How a Chemical Reaction Triggers Brain Inflammation in Alzheimer’s Disease
- Scientists at Scripps Research have identified a specific chemical reaction that triggers chronic brain inflammation in Alzheimer's disease, offering a potential new target for treatment.
- In the brains of people with Alzheimer's disease, STING undergoes a chemical modification called S-nitrosylation (SNO), where nitric oxide binds to the protein to form "SNO-STING." This modification...
- The research, published in Cell Chemical Biology on April 23, 2026, used human Alzheimer's brain cells in a preclinical study to identify this molecular switch.
Scientists at Scripps Research have identified a specific chemical reaction that triggers chronic brain inflammation in Alzheimer’s disease, offering a potential new target for treatment. The discovery centers on a protein called STING, which normally acts as an early-warning system for infections but becomes pathologically overactivated in Alzheimer’s brains through a process known as S-nitrosylation.

■ ■ ■ ■ ■ ■ ■

● **ACTIVITIES**:
(1) In which journal was the research described in the article on brain inflammation in Alzheimer's disease published?
(2) Carry on the article on brain inflammation in Alzheimer's disease from its final sentence.
The listing after this point is separate from the article on brain inflammation in Alzheimer's disease.

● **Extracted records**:
■ ■ ■ ■ ■ ■ ■

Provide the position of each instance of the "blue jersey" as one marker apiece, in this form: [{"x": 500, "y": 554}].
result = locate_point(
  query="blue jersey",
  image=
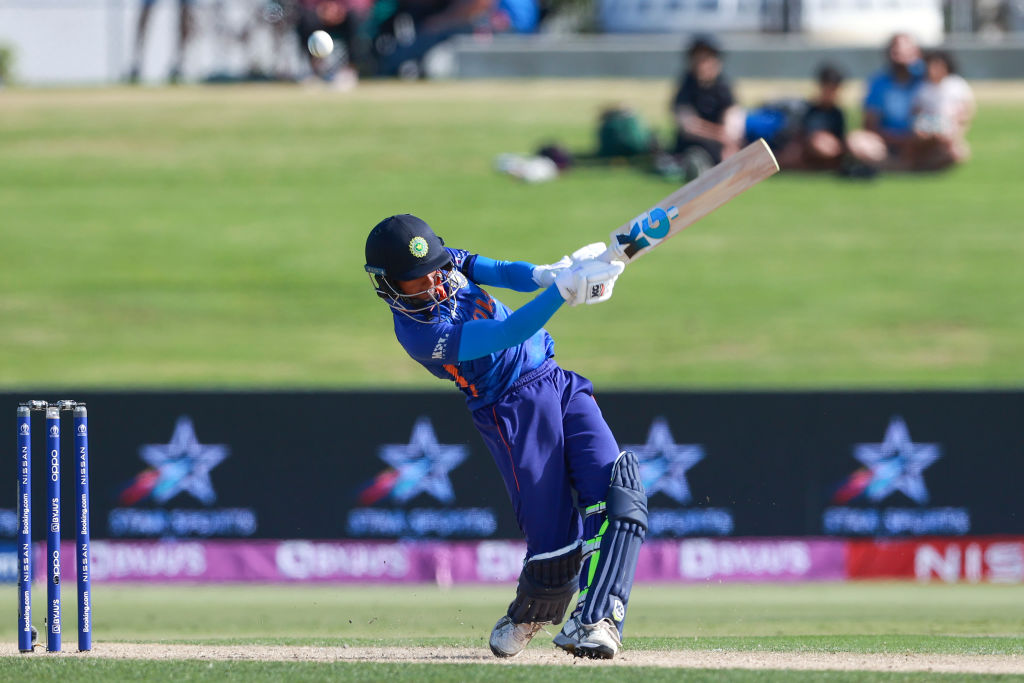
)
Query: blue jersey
[{"x": 435, "y": 345}]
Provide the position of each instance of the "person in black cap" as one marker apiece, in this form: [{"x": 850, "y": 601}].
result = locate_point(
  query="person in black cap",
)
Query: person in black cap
[
  {"x": 710, "y": 124},
  {"x": 819, "y": 144},
  {"x": 572, "y": 491}
]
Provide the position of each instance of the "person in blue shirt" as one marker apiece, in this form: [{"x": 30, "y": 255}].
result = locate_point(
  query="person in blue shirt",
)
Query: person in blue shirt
[
  {"x": 577, "y": 498},
  {"x": 888, "y": 109}
]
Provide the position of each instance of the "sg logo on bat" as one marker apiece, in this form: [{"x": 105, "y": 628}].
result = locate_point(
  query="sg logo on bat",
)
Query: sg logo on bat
[{"x": 647, "y": 229}]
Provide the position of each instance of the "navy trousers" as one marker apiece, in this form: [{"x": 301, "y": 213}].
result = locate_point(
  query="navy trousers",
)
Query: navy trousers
[{"x": 554, "y": 451}]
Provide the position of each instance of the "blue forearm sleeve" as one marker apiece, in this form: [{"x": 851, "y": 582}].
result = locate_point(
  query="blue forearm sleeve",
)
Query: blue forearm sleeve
[
  {"x": 516, "y": 275},
  {"x": 480, "y": 338}
]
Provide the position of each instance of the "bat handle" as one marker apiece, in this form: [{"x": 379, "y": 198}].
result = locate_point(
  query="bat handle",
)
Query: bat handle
[{"x": 613, "y": 253}]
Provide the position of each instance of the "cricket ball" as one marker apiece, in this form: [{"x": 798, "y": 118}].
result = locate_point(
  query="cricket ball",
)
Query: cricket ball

■ ■ ■ ■ ■ ■ ■

● **SOLVED TASKS**:
(1) Cell Chemical Biology.

(2)
In the brains of people with Alzheimer’s disease, STING undergoes a chemical modification called S-nitrosylation (SNO), where nitric oxide binds to the protein to form “SNO-STING.” This modification causes STING to cluster into inflammatory complexes, driving the chronic activation of the brain’s immune cells that damages connections between nerve cells.
The research, published in Cell Chemical Biology on April 23, 2026, used human Alzheimer’s brain cells in a preclinical study to identify this molecular switch. By blocking the S-nitrosylation of STING at a specific building block—cysteine 148—scientists were able to quiet the brain’s “immune storm” in mouse models of the disease.
This precision targeting approach differs from many anti-inflammatory drugs that shut down the entire immune system. Instead, blocking the SNO modification at cysteine 148 only prevents the overactivation caused by Alzheimer’s pathology, preserving the body’s ability to fight infections through other immune pathways.
In preclinical models, preventing S-nitrosylation of STING did more than reduce inflammation—it actively stopped the degradation of synapses, the connections between brain cells required for memory and learning. The study showed that stopping the formation of SNO-STING protected these vital nerve cell connections in Alzheimer’s mouse models.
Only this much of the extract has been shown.